有一个地方有一个词形容叫“四季如春”,那一年,我们的校园里也生出了一个形容词,叫“春如四季”。
也是那一年,在我的世界里,时间停止了。
当所有人都在往前的时候,我停滞在了高三那一年,很久很久没有走出来。
那是刚进去高三两个月不久,我住了一次医院,好像灵魂便被困在了医院一张白床单上。直到我再次住院,灵魂方似才重新回到身体里。
这样说,未免有点夸张。可是,我却觉得就是这样的。
但我记得,有一次上课,我突然很难过的大哭起来。班主任兼数学老师将我叫出去,问我:
“是你同桌的问题吗?”
“不是。”
“是我吗”
“不是。”
“那是其他老师的”
“都不是,是我自己的问题。”
“哎,你这孩子”
那一刻,泪如决堤。回教室的路,从未走过的漫长的路了。我开始无法言语去描述我的内心世界,我明明知道所有人都为了我好,她们说的每一句话都是好意,可是我就是不喜欢听,不会灵活变通,更不会心性灵活的转变,然后将所有的抵触化成了沉默。
我被困在了这种无所适从的好意中无法走出来。而视乎,我内心深处一直和所有的人都保持着安全的心理距离。
我记得,那是10年前的五月份,离高考还有不到一个月的时间,一次数学模拟考试,我一个人蒙头蒙脑地走进了考场上,当时所有的同学都按班就绪的坐在座位上,而我却找不到自己的位置。我走到了最后一排坐下后,一个女生无心地埋怨道:“你怎么这么笨呢……”
我突然被惊醒到了。只见她眼皮稍稍抬了一下,指着第一排刚进门的空位子说:“没看见这有人坐着吗?”
我站了起来,内心崩溃极了。神经那一刻也崩溃到了极致。这才是我一直不敢面对的现实。
我的聪明只是一个假象,别人嘴上说说而已。我的愚蠢是长在内心深处的一根刺,时时刻刻地触痛着我的神经。
我曾花了五年的时间烦躁的想,安静的想,无所事事的想,绞尽脑汁的还在想。痛苦的,无奈的,迷茫的只是想有一个答案。
然而一个教室,一场考试,一个座位,一句无心的话,空洞的几个词的拼凑,却成了回答所有问题的万能钥匙。
事实上,我不过是个智障而已。一个智障渴望爱因斯坦一样的教育,结果是希望,然后失望,最后绝望,直至死亡。如果时光让我一开始就知道自己是个智障,那么我就做智障做的事,在尝试做一些智障干不了的事,此刻大概就可以满足了。
时光早已治愈了我的伤,却依然没有给我答案,留下的只是锈迹斑斑。我一直固执的寻求地不过是一个虚拟的世界仅此而已。

**任务说明**
研读文本中,离高考还有不到一个月时,进行的是哪一科的模拟考试? 以下列表与研读文本的内容毫无关联。

已存储项目:
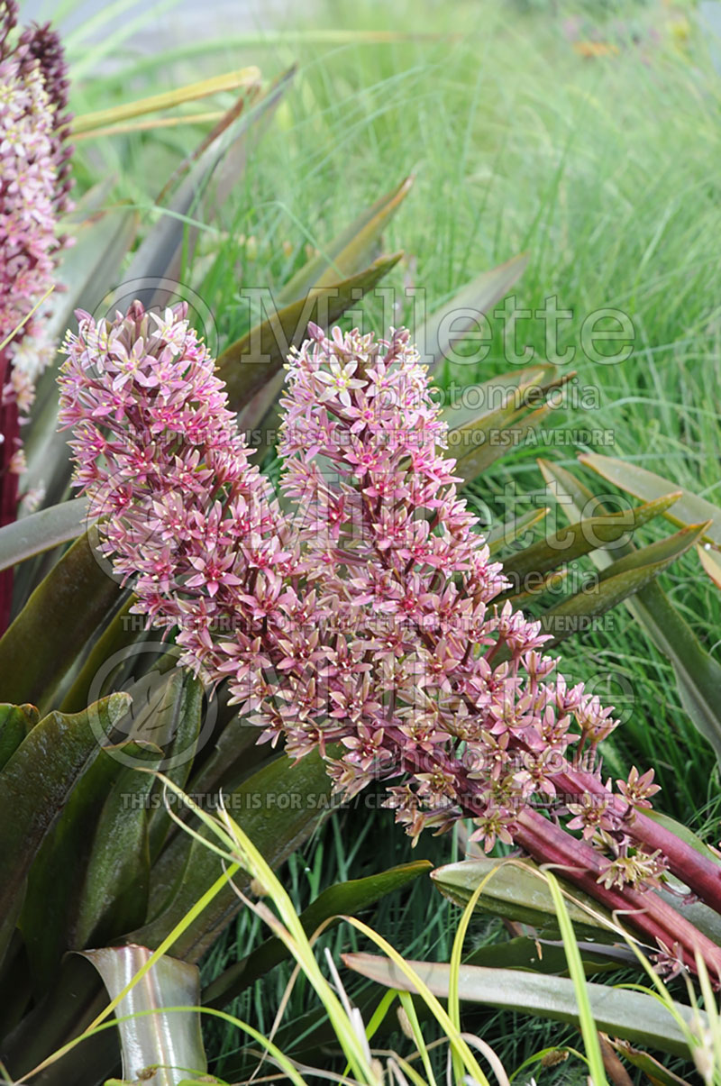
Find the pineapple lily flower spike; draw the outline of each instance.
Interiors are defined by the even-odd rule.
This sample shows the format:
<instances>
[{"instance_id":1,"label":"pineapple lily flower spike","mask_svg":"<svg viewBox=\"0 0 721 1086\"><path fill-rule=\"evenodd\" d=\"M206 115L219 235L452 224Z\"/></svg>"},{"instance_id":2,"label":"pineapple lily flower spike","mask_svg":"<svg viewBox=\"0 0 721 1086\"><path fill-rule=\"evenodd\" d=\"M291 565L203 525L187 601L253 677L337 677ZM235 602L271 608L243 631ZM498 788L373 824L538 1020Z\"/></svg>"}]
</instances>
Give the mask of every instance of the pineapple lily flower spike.
<instances>
[{"instance_id":1,"label":"pineapple lily flower spike","mask_svg":"<svg viewBox=\"0 0 721 1086\"><path fill-rule=\"evenodd\" d=\"M0 527L17 513L22 425L35 382L55 353L47 311L36 307L52 289L59 253L68 242L55 227L71 207L72 187L60 39L49 26L33 26L11 42L16 17L14 0L0 0ZM5 570L0 632L11 594L12 572Z\"/></svg>"},{"instance_id":2,"label":"pineapple lily flower spike","mask_svg":"<svg viewBox=\"0 0 721 1086\"><path fill-rule=\"evenodd\" d=\"M414 839L471 818L486 850L515 844L622 913L667 969L698 951L721 976L721 949L654 893L668 870L721 911L721 868L644 813L653 770L602 781L611 709L495 602L507 582L408 332L309 326L287 366L281 506L182 307L78 317L61 420L103 552L260 742L318 749L346 797L388 781Z\"/></svg>"}]
</instances>

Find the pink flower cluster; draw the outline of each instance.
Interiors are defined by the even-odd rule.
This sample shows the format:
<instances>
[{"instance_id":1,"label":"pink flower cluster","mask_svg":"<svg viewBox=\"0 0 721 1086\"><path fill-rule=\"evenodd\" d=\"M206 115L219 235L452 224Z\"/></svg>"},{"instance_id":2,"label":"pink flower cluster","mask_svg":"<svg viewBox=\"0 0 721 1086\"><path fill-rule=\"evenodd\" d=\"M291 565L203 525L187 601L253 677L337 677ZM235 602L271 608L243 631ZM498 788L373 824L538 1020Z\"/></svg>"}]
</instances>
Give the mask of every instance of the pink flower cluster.
<instances>
[{"instance_id":1,"label":"pink flower cluster","mask_svg":"<svg viewBox=\"0 0 721 1086\"><path fill-rule=\"evenodd\" d=\"M185 662L228 680L262 741L318 748L346 795L394 782L388 805L414 838L471 816L490 849L534 798L555 797L610 853L607 884L661 870L642 851L617 862L653 773L634 770L616 795L596 773L599 796L556 796L569 747L593 752L615 721L554 677L537 622L494 602L502 568L457 494L407 331L311 326L288 366L281 508L181 307L78 318L61 420L103 552L132 579L135 610L178 629Z\"/></svg>"},{"instance_id":2,"label":"pink flower cluster","mask_svg":"<svg viewBox=\"0 0 721 1086\"><path fill-rule=\"evenodd\" d=\"M178 627L185 661L217 679L225 639L254 659L243 631L277 606L298 556L185 315L139 302L112 323L78 312L62 349L60 420L74 427L77 482L103 518L103 552L134 579L135 610Z\"/></svg>"},{"instance_id":3,"label":"pink flower cluster","mask_svg":"<svg viewBox=\"0 0 721 1086\"><path fill-rule=\"evenodd\" d=\"M340 742L330 770L350 793L401 775L388 804L414 837L472 813L486 849L510 842L517 811L555 795L569 746L611 731L610 709L554 678L539 622L494 603L507 583L457 494L408 332L311 334L279 451L318 636L305 652L302 631L288 639L295 710L266 734L292 754Z\"/></svg>"},{"instance_id":4,"label":"pink flower cluster","mask_svg":"<svg viewBox=\"0 0 721 1086\"><path fill-rule=\"evenodd\" d=\"M27 412L35 381L54 353L46 313L26 318L52 286L66 240L56 236L56 222L69 206L71 187L62 49L47 26L25 30L11 45L15 21L14 2L0 0L0 343L14 333L0 350L3 417L10 405ZM4 451L4 460L18 471L20 441L5 421L14 447Z\"/></svg>"}]
</instances>

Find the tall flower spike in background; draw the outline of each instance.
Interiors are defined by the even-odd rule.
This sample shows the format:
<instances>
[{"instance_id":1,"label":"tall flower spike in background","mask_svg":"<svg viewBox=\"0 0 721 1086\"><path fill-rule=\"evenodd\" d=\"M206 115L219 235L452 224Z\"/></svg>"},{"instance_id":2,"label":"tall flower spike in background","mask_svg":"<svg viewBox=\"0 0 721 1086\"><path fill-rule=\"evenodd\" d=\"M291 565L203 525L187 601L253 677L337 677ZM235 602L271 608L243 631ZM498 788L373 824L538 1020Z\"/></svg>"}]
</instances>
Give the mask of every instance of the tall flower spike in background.
<instances>
[{"instance_id":1,"label":"tall flower spike in background","mask_svg":"<svg viewBox=\"0 0 721 1086\"><path fill-rule=\"evenodd\" d=\"M644 815L653 772L614 792L568 756L595 753L610 709L555 674L537 622L494 604L505 581L457 496L408 333L311 326L283 400L289 520L182 318L135 303L110 325L81 314L66 341L77 481L115 569L139 574L136 610L228 678L262 740L318 748L346 795L395 779L389 806L414 837L471 817L486 848L499 837L561 866L721 976L718 947L649 893L668 868L721 911L719 869Z\"/></svg>"},{"instance_id":2,"label":"tall flower spike in background","mask_svg":"<svg viewBox=\"0 0 721 1086\"><path fill-rule=\"evenodd\" d=\"M33 26L16 40L14 0L0 0L0 527L15 519L24 458L21 429L35 382L52 359L47 306L28 315L53 286L56 233L68 210L69 116L60 39ZM10 338L12 337L12 338ZM10 613L12 573L0 573L0 630Z\"/></svg>"}]
</instances>

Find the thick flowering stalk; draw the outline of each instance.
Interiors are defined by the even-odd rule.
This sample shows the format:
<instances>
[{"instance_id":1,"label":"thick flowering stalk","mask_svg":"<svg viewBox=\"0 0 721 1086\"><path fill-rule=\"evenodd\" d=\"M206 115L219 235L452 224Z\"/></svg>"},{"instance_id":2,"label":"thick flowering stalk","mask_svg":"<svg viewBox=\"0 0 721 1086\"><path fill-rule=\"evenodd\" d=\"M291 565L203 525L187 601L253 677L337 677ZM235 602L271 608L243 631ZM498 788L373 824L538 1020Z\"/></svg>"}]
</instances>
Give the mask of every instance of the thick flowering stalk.
<instances>
[{"instance_id":1,"label":"thick flowering stalk","mask_svg":"<svg viewBox=\"0 0 721 1086\"><path fill-rule=\"evenodd\" d=\"M0 527L15 519L21 428L55 350L46 312L33 311L53 285L67 240L55 227L71 187L60 41L48 26L34 26L11 45L15 22L13 0L0 0ZM0 573L0 630L11 590L10 571Z\"/></svg>"},{"instance_id":2,"label":"thick flowering stalk","mask_svg":"<svg viewBox=\"0 0 721 1086\"><path fill-rule=\"evenodd\" d=\"M721 872L644 816L653 771L602 781L611 710L495 602L502 568L457 495L408 333L311 326L289 361L281 514L182 316L81 314L66 343L77 481L136 609L228 679L261 741L318 748L346 796L388 780L414 838L470 817L486 850L501 838L561 866L667 965L699 950L721 975L721 950L649 893L668 868L721 911Z\"/></svg>"}]
</instances>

**练习结果**
数学模拟考试。